Problem details » Quote the records below word for word, keeping every line unchanged.

Raw records »
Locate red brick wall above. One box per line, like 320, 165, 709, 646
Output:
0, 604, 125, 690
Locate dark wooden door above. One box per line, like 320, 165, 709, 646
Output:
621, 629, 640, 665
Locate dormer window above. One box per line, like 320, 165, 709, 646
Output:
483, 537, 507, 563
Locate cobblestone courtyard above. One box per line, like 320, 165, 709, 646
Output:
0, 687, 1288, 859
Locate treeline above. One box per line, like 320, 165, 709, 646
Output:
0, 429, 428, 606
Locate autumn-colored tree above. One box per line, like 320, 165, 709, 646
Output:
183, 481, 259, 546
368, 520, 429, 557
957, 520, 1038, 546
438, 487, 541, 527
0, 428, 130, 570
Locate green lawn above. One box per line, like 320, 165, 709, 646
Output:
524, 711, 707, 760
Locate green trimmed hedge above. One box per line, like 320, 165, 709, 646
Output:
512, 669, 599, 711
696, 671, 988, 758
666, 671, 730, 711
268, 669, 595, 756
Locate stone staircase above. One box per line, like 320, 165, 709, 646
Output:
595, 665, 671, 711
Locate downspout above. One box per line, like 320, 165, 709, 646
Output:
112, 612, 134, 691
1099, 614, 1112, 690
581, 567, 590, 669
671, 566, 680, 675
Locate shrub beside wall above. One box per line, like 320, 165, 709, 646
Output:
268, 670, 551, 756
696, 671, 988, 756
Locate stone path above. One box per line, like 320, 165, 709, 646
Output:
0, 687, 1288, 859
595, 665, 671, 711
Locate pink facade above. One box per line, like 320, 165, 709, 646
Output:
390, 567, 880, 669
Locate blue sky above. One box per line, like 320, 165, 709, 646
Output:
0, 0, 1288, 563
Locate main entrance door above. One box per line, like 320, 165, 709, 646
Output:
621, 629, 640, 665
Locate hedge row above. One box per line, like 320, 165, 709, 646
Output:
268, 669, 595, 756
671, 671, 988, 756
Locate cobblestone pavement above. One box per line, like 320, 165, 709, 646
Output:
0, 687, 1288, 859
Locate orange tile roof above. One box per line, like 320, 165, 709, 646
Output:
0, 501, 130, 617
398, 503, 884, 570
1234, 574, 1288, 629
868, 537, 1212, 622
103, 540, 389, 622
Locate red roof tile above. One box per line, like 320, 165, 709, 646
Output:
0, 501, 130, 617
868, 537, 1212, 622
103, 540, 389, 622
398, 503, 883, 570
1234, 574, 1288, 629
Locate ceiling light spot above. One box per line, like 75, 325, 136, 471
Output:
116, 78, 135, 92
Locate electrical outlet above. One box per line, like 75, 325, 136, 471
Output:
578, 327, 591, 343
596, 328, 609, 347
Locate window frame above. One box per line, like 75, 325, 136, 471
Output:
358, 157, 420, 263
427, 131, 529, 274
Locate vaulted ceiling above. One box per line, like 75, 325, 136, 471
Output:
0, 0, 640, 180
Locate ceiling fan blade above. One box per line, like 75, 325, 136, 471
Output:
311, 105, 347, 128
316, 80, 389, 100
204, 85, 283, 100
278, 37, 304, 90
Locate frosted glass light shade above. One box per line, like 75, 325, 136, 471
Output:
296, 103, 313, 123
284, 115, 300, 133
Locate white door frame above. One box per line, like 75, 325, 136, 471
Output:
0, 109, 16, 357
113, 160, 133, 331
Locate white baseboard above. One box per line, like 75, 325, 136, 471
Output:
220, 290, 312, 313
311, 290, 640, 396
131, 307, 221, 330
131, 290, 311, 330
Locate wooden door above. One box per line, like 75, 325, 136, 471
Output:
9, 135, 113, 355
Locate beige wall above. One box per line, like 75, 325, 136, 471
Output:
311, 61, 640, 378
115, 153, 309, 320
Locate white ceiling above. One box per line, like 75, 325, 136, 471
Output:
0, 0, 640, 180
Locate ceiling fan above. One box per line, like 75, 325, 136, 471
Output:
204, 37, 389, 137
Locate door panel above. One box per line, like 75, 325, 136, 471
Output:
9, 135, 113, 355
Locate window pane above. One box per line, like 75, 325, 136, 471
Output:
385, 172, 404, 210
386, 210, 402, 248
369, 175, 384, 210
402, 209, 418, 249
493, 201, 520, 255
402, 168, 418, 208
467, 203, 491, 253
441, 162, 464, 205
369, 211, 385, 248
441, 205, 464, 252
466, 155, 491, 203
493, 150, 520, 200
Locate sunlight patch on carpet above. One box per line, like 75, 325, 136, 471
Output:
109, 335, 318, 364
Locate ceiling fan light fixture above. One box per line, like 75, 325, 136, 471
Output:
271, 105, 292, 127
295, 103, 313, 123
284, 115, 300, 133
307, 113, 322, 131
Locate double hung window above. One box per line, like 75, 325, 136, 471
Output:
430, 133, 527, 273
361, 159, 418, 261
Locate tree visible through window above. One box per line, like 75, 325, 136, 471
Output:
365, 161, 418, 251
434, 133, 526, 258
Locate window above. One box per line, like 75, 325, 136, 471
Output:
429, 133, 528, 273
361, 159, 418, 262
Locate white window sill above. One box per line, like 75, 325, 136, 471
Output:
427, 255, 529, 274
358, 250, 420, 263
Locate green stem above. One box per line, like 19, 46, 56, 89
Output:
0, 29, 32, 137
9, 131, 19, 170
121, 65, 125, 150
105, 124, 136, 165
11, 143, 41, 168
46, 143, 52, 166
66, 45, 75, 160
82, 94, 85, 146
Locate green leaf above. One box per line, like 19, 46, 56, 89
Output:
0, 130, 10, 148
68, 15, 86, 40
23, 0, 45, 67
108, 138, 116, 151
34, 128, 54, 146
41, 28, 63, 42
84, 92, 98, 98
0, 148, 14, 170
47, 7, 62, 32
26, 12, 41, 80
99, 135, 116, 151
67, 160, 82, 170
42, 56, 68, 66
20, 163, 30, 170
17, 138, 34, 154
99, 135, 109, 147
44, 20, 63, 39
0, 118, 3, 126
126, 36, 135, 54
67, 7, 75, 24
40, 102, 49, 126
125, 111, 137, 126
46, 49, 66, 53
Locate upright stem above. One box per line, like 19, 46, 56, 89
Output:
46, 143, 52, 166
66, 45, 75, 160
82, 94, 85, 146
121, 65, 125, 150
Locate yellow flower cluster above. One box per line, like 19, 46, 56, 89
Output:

Exercise solution »
Locate red brick wall above. One box per line, like 320, 165, 709, 646
Output:
0, 604, 125, 690
Locate dark wooden door above. One box per line, like 320, 165, 709, 646
Output:
621, 629, 640, 665
Locate dormer window above. One box per line, like 320, 165, 709, 646
Output:
483, 537, 507, 563
Locate cobblestone courtyard above. One box per line, like 320, 165, 709, 646
Output:
0, 687, 1288, 859
Locate treeline above. One box per line, like 320, 165, 709, 646
Output:
0, 429, 428, 606
Locate autumn-colored tree above. One box per line, like 320, 165, 709, 646
Output:
183, 481, 259, 546
368, 520, 429, 557
957, 520, 1038, 546
438, 487, 541, 527
0, 428, 130, 570
Locate green lawn above. One box per line, like 320, 165, 709, 646
Output:
524, 711, 707, 760
Locate green trimmed hedge above. One box per line, like 320, 165, 709, 646
Output:
512, 669, 599, 711
696, 671, 988, 758
666, 671, 730, 711
268, 669, 595, 756
Locate stone staircase above. One box per line, like 320, 165, 709, 646
Output:
595, 665, 671, 711
Locate downspout above. One box per line, like 320, 165, 709, 646
Output:
112, 612, 134, 691
1099, 614, 1112, 690
581, 567, 590, 669
671, 566, 680, 675
Locate shrub beside wall above. One box per line, like 320, 165, 709, 646
Output:
268, 670, 551, 756
696, 671, 988, 756
Locate stone path above. One box per line, like 320, 165, 709, 646
Output:
0, 687, 1288, 859
595, 665, 671, 711
Locate pink facade above. One box per line, like 320, 165, 709, 646
Output:
390, 567, 880, 669
Locate blue sky above. One box per line, like 320, 165, 709, 646
Output:
0, 0, 1288, 563
Locate main entrance door above. One box per line, like 320, 165, 709, 646
Output:
621, 629, 640, 665
Locate hedge row above. One box per line, like 320, 165, 709, 646
Output:
268, 669, 595, 756
671, 671, 988, 756
Locate cobblestone pavement above. One box per line, like 320, 165, 709, 646
Output:
0, 687, 1288, 859
Locate orange tile roof above. One box per line, like 320, 165, 709, 646
Output:
0, 501, 130, 617
398, 503, 884, 570
1234, 574, 1288, 629
868, 537, 1212, 622
103, 540, 389, 622
Locate red roof tile above. One box per line, like 320, 165, 709, 646
Output:
0, 501, 130, 617
868, 537, 1212, 622
103, 540, 389, 622
398, 503, 883, 570
1234, 574, 1288, 629
Locate ceiling light spot above. One box per line, like 75, 325, 136, 471
Output:
116, 78, 135, 92
Locate electrical outlet above. One box per line, like 75, 325, 136, 471
Output:
578, 327, 591, 343
596, 328, 609, 347
Locate window frame above. One box per line, like 75, 325, 136, 471
Output:
358, 157, 420, 263
427, 131, 529, 274
Locate vaulted ceiling above. One box per line, like 75, 325, 136, 471
Output:
0, 0, 640, 180
Locate ceiling fan blade above. One box per line, like 75, 325, 136, 471
Output:
311, 105, 347, 128
316, 80, 389, 100
204, 85, 283, 100
278, 37, 304, 90
Locate frosted glass light shade above. One box per line, like 75, 325, 136, 471
Output:
296, 103, 313, 123
284, 115, 300, 133
Locate white door frame above. One box per line, like 75, 325, 136, 471
Output:
0, 109, 16, 357
113, 160, 133, 331
Locate white baseboard above. One box per line, like 75, 325, 136, 471
Output:
220, 290, 312, 313
311, 290, 640, 396
131, 307, 221, 330
131, 290, 311, 330
Locate wooden door above. One box per line, like 75, 325, 136, 471
Output:
9, 135, 113, 355
Locate beige wall above. One box per line, like 75, 325, 136, 471
Output:
311, 61, 640, 378
115, 153, 309, 320
Locate white ceiling above. One box per line, like 75, 325, 136, 471
Output:
0, 0, 640, 180
Locate ceiling fan above. One box per line, like 75, 325, 136, 471
Output:
204, 37, 389, 137
Locate door panel above. One box per line, like 75, 325, 136, 471
Output:
9, 135, 113, 355
Locate window pane above. One box per line, like 75, 325, 136, 471
Output:
385, 172, 404, 210
386, 210, 402, 248
369, 175, 384, 210
402, 209, 418, 249
493, 201, 520, 255
402, 168, 418, 208
467, 203, 491, 253
441, 162, 464, 205
369, 211, 385, 248
441, 205, 464, 252
466, 155, 491, 203
493, 150, 520, 200
Locate sunlight patch on carpet above. One box per line, like 75, 325, 136, 471
Output:
109, 335, 318, 364
Locate ceiling fan light fixture above. One box per line, like 75, 325, 136, 471
Output:
271, 105, 292, 127
295, 103, 313, 123
284, 115, 300, 133
307, 113, 322, 131
Locate double hung window above. One box per line, like 75, 325, 136, 471
Output:
430, 133, 527, 273
361, 159, 418, 261
Locate tree visible through window above. One box per line, like 75, 325, 136, 471
Output:
365, 161, 418, 251
434, 133, 526, 258
Locate window above. One box per line, like 75, 325, 136, 471
Output:
429, 133, 528, 273
361, 159, 418, 262
Locate white window sill above. One box per line, like 75, 325, 136, 471
Output:
427, 255, 529, 274
358, 250, 420, 263
Locate green stem above. One box per line, like 19, 46, 56, 89
Output:
0, 29, 32, 137
9, 131, 19, 170
121, 65, 125, 150
105, 124, 136, 165
11, 143, 41, 168
46, 143, 52, 166
66, 45, 75, 160
82, 94, 85, 146
Locate green leaf above. One box per line, like 19, 46, 56, 89
Output:
0, 130, 10, 148
68, 15, 86, 40
23, 0, 45, 67
108, 138, 116, 151
34, 128, 54, 146
41, 28, 63, 42
84, 92, 98, 98
0, 148, 14, 170
47, 7, 62, 32
26, 12, 41, 80
99, 135, 116, 151
67, 160, 82, 170
42, 56, 68, 66
20, 163, 30, 170
17, 138, 34, 154
99, 135, 109, 147
44, 20, 63, 39
0, 118, 3, 126
126, 36, 135, 54
67, 7, 75, 24
40, 102, 49, 126
125, 111, 137, 126
46, 49, 66, 53
Locate upright stem above. One box per line, like 19, 46, 56, 89
Output:
46, 143, 52, 166
66, 45, 75, 160
82, 94, 85, 146
121, 65, 125, 150
Locate yellow flower cluster above. One box per line, like 19, 46, 56, 89
Output:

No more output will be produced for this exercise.